### EXTRAIT DU DOCUMENT
^^^^
Dans un tel climat, il ne fut pas difficile pour Al-Najjar de
convaincre certains des leaders des Ikhwan que le Hamas avait
pour projet d’infiltrer leur propre organisation. Il déclara
avoir vu un document interne au Hamas intitulé “Le plan
d’infiltration des Ikhwan”. Il cita comme preuve une série de
documents qui circulaient dans le pays alors qu’il était en
détention au département des renseignements généraux. Il déclara
que ces documents, attaquant le bureau exécutif des Ikhwan,
étaient écrits et diffusés par les leaders du Hamas en Jordanie.
Lorsque les documents firent leur apparition, au début, signés
seulement “Kawadir Al-Ikhwan Al-Muslimin” (les cadres des Ikhwan),
les Ikhwan avaient conclu que c’était l’œuvre du DRG. Al-Najjar
accusa aussi Muhammad Nazzal d’avoir divulgué des histoires à la
presse au sujet d’affaires internes aux Ikhwan en Jordanie. Les
Ikhwan tentèrent de garder une confidentialité absolue lors de
la conduite de leurs investigations. Certains des témoins qui
leur furent présentés par Al-Najjar avaient travaillé pour le
Hamas et souhaitaient que leur participation reste secrète.
Outefois, le bureau politique du Hamas fut au courant de ce qui
se passait. L’investigation des Ikhwan coïncidait avec la tenue
d’un tribunal d’appels pour écouter les objections faites par
Al-Najjar et la direction du Hamas contre le verdict du
précédent tribunal. Le Hamas pensait que la sentence contre Al-Najjar
était trop clémente, alors qu’Al-Najjar croyait qu’il n’aurait
pas dû être inculpé en premier lieu. Avec de nouvelles preuves
contre Al-Najjar devant le tribunal d’appels, ce dernier décida
qu’il devait être complètement renvoyé du mouvement et que tous
les droits devaient lui être reniés.
Les leaders des Ikhwan, qui avaient promis de protéger Al-Najjar
pendant le déroulement de leur investigation, furent irrités par
la décision du Hamas de le renvoyer, et ils décidèrent de lui
permettre de garder son adhésion aux Ikhwan, sans tenir compte
de ce que pouvait décider le Hamas. Ils critiquèrent aussi le
tribunal du Hamas pour avoir décidé que ses droits lui seraient
refusés. Les Ikhwan furent d’avis que même si Al-Najjar était
dans le tort, la meilleure option était de le garder plutôt que
de le provoquer davantage. Al-Najjar fut aussi suspecté d’avoir
diffusé les déclarations écrites concernant les affaires
internes du Hamas, qui révélaient des informations
confidentielles, d’avoir publié les noms des membres et leaders
qui n’étaient pas connus du public, et d’avoir accusé de hauts
leaders du Hamas de corruption. Certains leaders du Hamas furent
forcés de se défendre. En conséquence de ces allégations, ils
furent obligés de produire des documents qui prouvaient que
leurs maisons, qu’ils furent accusés d’avoir payé avec de
l’argent appartement au Hamas, avaient en réalité était achetés
avec leur propre argent ou celui de leurs épouses.
^^^^
(Enregistrements d'annotation de position)

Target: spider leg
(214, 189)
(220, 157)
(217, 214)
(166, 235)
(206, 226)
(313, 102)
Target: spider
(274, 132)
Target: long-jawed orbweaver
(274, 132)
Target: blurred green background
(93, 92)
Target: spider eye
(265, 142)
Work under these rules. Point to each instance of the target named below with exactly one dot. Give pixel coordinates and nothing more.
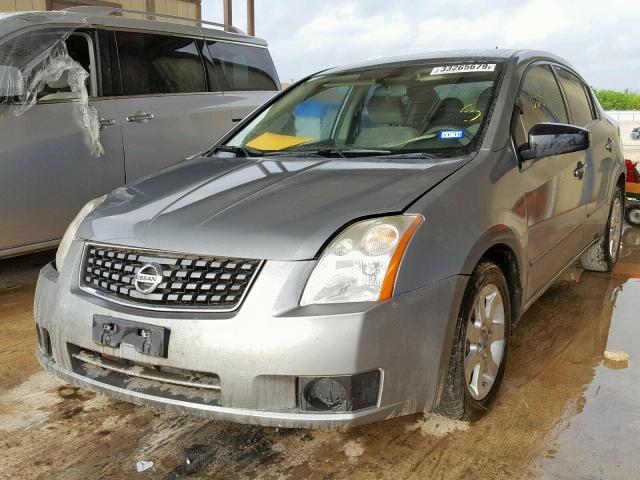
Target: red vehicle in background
(632, 188)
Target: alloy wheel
(484, 342)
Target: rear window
(159, 64)
(243, 67)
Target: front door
(556, 206)
(166, 110)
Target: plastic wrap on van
(33, 59)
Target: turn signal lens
(362, 262)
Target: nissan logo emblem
(147, 279)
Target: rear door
(48, 170)
(598, 159)
(166, 105)
(554, 195)
(246, 74)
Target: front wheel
(602, 256)
(633, 215)
(479, 351)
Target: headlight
(70, 234)
(361, 263)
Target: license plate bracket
(146, 339)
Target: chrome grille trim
(177, 279)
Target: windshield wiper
(346, 153)
(239, 151)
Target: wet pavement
(563, 411)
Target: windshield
(437, 109)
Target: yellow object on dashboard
(275, 141)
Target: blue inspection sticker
(450, 134)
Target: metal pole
(228, 13)
(251, 18)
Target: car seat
(387, 113)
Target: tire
(633, 215)
(603, 255)
(464, 397)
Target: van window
(78, 47)
(540, 100)
(159, 64)
(242, 67)
(576, 97)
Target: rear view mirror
(11, 84)
(548, 139)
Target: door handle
(609, 145)
(106, 122)
(140, 117)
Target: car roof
(498, 54)
(76, 17)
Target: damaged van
(94, 97)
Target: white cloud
(597, 37)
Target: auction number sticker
(450, 134)
(464, 68)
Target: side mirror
(548, 139)
(11, 83)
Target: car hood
(265, 208)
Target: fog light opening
(329, 392)
(343, 393)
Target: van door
(48, 170)
(247, 75)
(167, 109)
(597, 159)
(553, 192)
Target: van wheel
(480, 345)
(633, 216)
(602, 256)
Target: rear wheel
(602, 256)
(633, 215)
(479, 351)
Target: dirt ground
(563, 412)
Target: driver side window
(541, 102)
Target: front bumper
(259, 351)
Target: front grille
(188, 282)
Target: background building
(178, 8)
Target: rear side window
(577, 98)
(159, 64)
(540, 100)
(243, 67)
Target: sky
(601, 39)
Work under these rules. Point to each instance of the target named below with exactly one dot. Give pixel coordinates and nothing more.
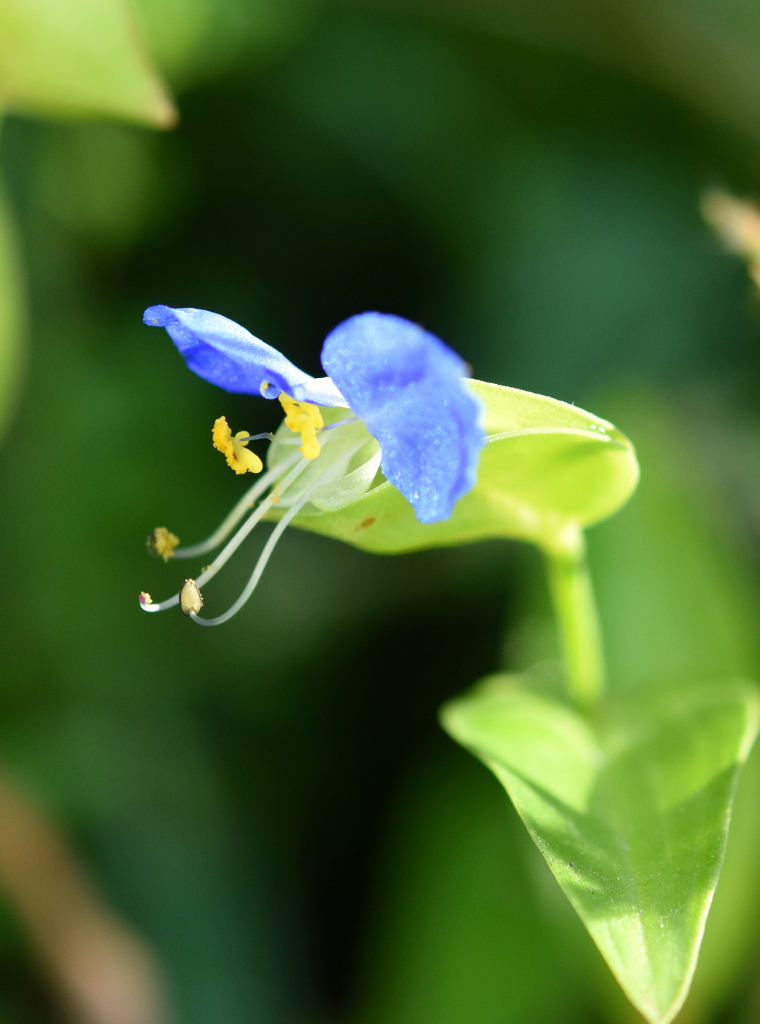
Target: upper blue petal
(224, 353)
(408, 387)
^^^^
### TÂCHES À RÉALISER
A. Restituez mot pour mot le passage de l'extrait sur Al-Najjar et les Ikhwan qui commence par "Outefois, le bureau" et se termine par "lui être reniés.".
B. Renvoyez à l'identique toutes les lignes des enregistrements d'annotation de position, en laissant les images de côté.

### TÂCHES RÉSOLUES
A.
Outefois, le bureau politique du Hamas fut au courant de ce qui
se passait. L’investigation des Ikhwan coïncidait avec la tenue
d’un tribunal d’appels pour écouter les objections faites par
Al-Najjar et la direction du Hamas contre le verdict du
précédent tribunal. Le Hamas pensait que la sentence contre Al-Najjar
était trop clémente, alors qu’Al-Najjar croyait qu’il n’aurait
pas dû être inculpé en premier lieu. Avec de nouvelles preuves
contre Al-Najjar devant le tribunal d’appels, ce dernier décida
qu’il devait être complètement renvoyé du mouvement et que tous
les droits devaient lui être reniés.

B.
Target: spider leg
(214, 189)
(220, 157)
(217, 214)
(166, 235)
(206, 226)
(313, 102)
Target: spider
(274, 132)
Target: long-jawed orbweaver
(274, 132)
Target: blurred green background
(93, 92)
Target: spider eye
(265, 142)
Work under these rules. Point to each instance of the target named below with exactly one dot. Give pixel coordinates and nothing more.
Target: red vehicle in background
(632, 188)
Target: alloy wheel
(484, 342)
Target: rear window
(159, 64)
(243, 67)
Target: front door
(556, 206)
(166, 110)
Target: plastic wrap on van
(33, 59)
Target: turn signal lens
(362, 262)
Target: nissan logo emblem
(147, 279)
Target: rear door
(48, 170)
(598, 159)
(166, 105)
(554, 195)
(246, 74)
Target: front wheel
(602, 256)
(633, 215)
(479, 351)
Target: headlight
(70, 234)
(361, 263)
Target: license plate bracket
(146, 339)
Target: chrome grille trim
(177, 279)
Target: windshield wiper
(346, 153)
(239, 151)
Target: wet pavement
(563, 411)
Target: windshield
(437, 109)
Target: yellow object on dashboard
(275, 141)
Target: blue inspection sticker
(450, 134)
Target: metal pole
(228, 13)
(251, 18)
Target: car seat
(387, 113)
Target: tire
(633, 215)
(603, 255)
(464, 397)
Target: van window
(78, 47)
(540, 100)
(159, 64)
(242, 67)
(576, 97)
Target: rear view mirror
(11, 84)
(548, 139)
Target: door handle
(609, 145)
(106, 122)
(140, 117)
Target: car roof
(498, 54)
(76, 17)
Target: damaged van
(94, 97)
Target: white cloud
(597, 37)
Target: auction number sticker
(450, 134)
(464, 68)
Target: side mirror
(548, 139)
(11, 83)
Target: car hood
(265, 208)
Target: fog light opening
(329, 392)
(343, 393)
Target: van door
(48, 170)
(247, 75)
(167, 109)
(597, 159)
(553, 192)
Target: van wheel
(480, 345)
(633, 216)
(602, 256)
Target: rear wheel
(602, 256)
(633, 215)
(479, 351)
Target: dirt ground
(563, 412)
Target: driver side window
(541, 102)
Target: front bumper
(259, 351)
Target: front grille
(188, 282)
Target: background building
(178, 8)
Target: rear side window
(577, 98)
(159, 64)
(540, 100)
(243, 67)
Target: sky
(601, 39)
Work under these rules. Point to each instance of the target named below with exactly one dot. Give pixel coordinates and nothing more.
Target: upper blue petal
(224, 353)
(408, 387)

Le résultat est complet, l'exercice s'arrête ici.